▶ [Requirement] Find each line in the point placement records below that contains the string "white", and copy those lines out.

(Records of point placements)
>> Start
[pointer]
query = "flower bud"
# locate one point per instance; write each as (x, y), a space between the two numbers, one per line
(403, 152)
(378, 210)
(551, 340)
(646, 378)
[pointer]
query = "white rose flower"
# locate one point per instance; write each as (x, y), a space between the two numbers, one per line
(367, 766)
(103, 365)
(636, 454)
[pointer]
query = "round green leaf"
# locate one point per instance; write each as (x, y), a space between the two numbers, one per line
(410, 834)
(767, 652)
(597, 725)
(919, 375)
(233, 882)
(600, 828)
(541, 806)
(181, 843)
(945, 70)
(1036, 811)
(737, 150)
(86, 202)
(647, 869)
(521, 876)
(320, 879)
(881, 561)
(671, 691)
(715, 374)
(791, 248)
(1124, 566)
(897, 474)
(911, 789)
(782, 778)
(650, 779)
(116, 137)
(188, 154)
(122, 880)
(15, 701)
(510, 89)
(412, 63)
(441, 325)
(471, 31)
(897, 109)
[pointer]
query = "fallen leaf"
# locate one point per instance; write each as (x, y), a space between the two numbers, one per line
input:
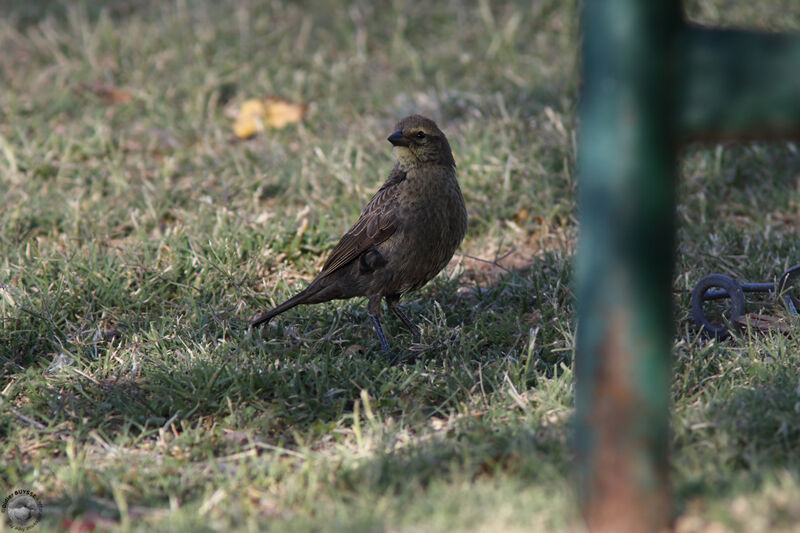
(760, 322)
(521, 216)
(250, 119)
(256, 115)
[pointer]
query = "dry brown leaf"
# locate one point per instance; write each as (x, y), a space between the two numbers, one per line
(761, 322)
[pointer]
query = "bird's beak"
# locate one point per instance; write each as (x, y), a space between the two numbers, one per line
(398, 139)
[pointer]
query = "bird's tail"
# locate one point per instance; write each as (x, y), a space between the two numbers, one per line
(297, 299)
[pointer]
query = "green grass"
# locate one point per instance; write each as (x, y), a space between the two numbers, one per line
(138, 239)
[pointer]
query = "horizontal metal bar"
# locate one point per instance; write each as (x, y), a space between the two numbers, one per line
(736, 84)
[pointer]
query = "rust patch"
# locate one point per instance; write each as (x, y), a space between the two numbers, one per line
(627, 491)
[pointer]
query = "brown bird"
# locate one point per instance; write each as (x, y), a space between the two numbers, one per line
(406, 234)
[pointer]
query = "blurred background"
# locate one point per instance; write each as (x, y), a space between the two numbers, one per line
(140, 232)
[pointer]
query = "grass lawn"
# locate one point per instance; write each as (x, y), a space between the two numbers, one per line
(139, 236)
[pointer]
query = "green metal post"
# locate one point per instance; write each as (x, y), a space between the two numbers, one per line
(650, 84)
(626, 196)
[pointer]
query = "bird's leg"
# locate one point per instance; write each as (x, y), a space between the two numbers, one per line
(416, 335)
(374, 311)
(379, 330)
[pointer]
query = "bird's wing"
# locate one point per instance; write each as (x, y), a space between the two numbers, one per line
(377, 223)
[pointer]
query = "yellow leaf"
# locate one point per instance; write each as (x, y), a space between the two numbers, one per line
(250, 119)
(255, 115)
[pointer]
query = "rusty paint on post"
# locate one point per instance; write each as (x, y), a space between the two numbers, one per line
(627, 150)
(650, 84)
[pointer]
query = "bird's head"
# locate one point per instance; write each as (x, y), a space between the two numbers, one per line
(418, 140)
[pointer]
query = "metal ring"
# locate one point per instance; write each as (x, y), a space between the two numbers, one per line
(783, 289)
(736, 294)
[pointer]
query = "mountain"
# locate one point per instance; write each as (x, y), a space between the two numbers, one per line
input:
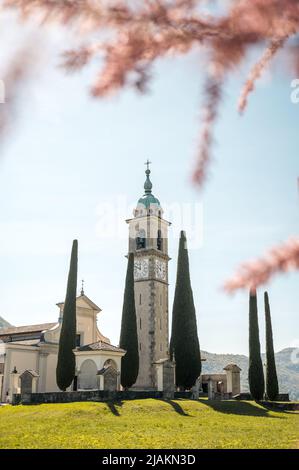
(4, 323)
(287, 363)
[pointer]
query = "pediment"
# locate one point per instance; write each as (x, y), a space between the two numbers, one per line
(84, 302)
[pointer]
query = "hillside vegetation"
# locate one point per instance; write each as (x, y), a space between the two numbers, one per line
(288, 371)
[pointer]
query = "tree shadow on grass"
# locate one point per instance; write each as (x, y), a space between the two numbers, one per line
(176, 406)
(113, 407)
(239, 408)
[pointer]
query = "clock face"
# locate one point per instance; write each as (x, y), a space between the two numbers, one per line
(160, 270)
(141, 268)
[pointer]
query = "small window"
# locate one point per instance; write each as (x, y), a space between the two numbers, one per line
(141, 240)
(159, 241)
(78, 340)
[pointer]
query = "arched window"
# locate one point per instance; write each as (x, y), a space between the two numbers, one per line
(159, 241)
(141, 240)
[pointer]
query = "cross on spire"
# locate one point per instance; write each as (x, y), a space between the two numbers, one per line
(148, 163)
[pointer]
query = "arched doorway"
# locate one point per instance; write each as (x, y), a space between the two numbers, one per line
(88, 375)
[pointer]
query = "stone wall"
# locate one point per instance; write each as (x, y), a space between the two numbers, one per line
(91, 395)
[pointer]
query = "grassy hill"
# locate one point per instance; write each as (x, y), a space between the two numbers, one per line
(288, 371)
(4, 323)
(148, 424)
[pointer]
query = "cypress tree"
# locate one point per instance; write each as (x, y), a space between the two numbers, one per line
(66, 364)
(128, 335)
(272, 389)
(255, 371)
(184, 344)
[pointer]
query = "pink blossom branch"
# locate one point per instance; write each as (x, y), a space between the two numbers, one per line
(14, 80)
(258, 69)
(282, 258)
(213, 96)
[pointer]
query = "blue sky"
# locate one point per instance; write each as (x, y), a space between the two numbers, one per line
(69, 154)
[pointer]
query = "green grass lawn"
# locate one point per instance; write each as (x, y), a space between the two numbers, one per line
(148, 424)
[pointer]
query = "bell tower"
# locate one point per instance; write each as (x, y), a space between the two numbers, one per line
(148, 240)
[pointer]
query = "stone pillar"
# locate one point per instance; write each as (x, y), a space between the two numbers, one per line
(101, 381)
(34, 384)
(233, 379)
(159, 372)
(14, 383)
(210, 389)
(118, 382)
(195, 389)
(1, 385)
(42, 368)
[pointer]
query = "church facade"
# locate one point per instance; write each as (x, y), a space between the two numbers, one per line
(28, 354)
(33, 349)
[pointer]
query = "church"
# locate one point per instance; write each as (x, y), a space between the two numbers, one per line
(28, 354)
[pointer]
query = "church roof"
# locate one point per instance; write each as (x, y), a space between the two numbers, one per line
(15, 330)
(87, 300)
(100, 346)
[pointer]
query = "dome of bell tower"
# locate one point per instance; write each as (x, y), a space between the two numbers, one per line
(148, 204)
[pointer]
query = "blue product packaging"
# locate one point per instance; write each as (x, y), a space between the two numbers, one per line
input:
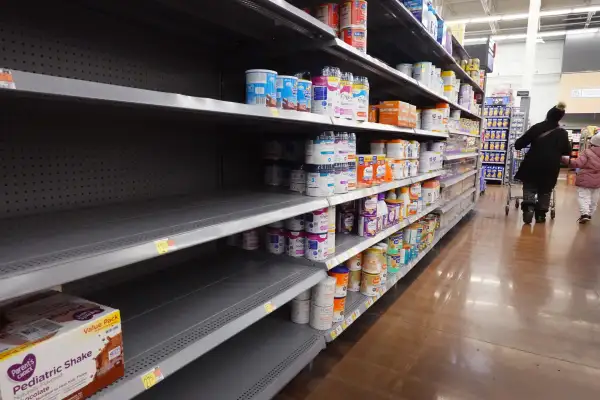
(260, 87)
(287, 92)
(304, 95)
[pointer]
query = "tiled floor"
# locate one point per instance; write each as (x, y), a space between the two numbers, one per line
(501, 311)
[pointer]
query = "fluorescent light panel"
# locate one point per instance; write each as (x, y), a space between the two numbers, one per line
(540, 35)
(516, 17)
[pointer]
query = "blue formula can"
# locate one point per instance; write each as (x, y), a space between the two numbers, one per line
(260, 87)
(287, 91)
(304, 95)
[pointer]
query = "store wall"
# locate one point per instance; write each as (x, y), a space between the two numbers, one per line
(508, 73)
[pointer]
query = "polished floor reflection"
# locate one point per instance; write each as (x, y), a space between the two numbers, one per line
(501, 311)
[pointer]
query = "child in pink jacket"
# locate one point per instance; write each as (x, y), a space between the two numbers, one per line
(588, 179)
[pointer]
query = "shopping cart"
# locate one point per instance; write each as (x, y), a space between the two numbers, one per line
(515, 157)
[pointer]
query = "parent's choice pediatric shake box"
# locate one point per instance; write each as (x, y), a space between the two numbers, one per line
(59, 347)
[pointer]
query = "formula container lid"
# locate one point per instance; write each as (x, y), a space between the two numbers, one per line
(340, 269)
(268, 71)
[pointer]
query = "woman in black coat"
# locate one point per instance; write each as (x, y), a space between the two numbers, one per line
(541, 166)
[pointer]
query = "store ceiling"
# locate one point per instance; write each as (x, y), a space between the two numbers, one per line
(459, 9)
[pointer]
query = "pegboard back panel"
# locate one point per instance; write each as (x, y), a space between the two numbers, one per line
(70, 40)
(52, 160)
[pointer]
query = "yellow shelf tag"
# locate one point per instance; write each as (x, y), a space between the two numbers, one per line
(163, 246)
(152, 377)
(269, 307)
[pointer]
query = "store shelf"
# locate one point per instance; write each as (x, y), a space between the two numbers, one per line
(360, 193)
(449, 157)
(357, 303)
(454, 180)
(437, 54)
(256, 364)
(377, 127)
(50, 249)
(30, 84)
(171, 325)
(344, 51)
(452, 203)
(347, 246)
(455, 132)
>> End
>> Start
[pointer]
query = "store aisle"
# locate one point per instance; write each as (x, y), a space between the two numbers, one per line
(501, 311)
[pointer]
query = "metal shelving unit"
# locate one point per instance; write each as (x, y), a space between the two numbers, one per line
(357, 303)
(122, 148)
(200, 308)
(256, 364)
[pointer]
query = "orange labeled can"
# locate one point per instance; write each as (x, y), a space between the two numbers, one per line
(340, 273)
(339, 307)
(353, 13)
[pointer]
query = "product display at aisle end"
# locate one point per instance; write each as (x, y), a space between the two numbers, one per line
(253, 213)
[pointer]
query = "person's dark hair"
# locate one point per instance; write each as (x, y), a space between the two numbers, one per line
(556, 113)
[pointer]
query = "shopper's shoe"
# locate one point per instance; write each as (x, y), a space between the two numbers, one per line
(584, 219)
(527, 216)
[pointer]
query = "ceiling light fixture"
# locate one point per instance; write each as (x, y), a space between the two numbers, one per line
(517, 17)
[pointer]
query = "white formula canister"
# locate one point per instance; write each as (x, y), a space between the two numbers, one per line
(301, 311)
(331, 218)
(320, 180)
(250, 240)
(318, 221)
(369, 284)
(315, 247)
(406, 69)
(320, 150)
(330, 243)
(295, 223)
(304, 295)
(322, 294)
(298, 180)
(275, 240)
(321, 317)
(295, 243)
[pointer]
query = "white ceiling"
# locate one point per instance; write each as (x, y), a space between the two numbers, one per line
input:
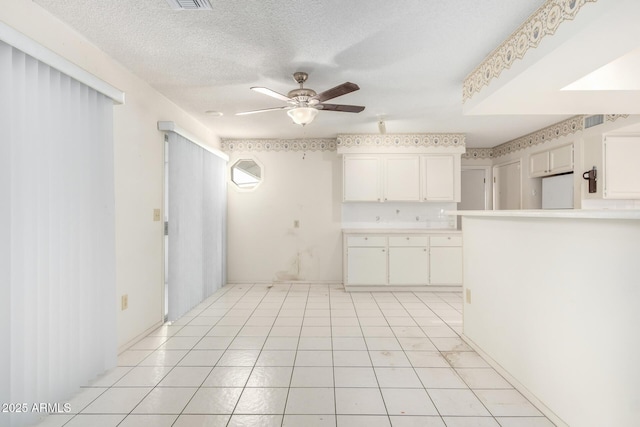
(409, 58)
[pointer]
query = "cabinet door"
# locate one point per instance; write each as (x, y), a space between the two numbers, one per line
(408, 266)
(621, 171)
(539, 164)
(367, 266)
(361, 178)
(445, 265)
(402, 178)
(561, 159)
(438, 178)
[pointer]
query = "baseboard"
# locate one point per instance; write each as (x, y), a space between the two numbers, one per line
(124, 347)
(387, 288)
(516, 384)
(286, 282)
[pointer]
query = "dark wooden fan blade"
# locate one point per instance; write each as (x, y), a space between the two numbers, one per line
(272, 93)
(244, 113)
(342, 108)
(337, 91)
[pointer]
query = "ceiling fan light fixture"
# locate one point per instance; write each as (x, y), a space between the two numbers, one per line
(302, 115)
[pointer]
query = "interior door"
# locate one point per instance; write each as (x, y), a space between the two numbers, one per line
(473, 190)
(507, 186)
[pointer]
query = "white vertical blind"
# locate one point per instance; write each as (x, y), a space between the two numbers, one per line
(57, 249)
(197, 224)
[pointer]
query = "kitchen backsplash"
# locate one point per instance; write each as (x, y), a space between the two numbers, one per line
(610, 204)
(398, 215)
>> End
▶ [Solution to this exercise]
query = "white rose flower"
query = "white formula canister"
query = "white ceiling"
query = "white vertical blind"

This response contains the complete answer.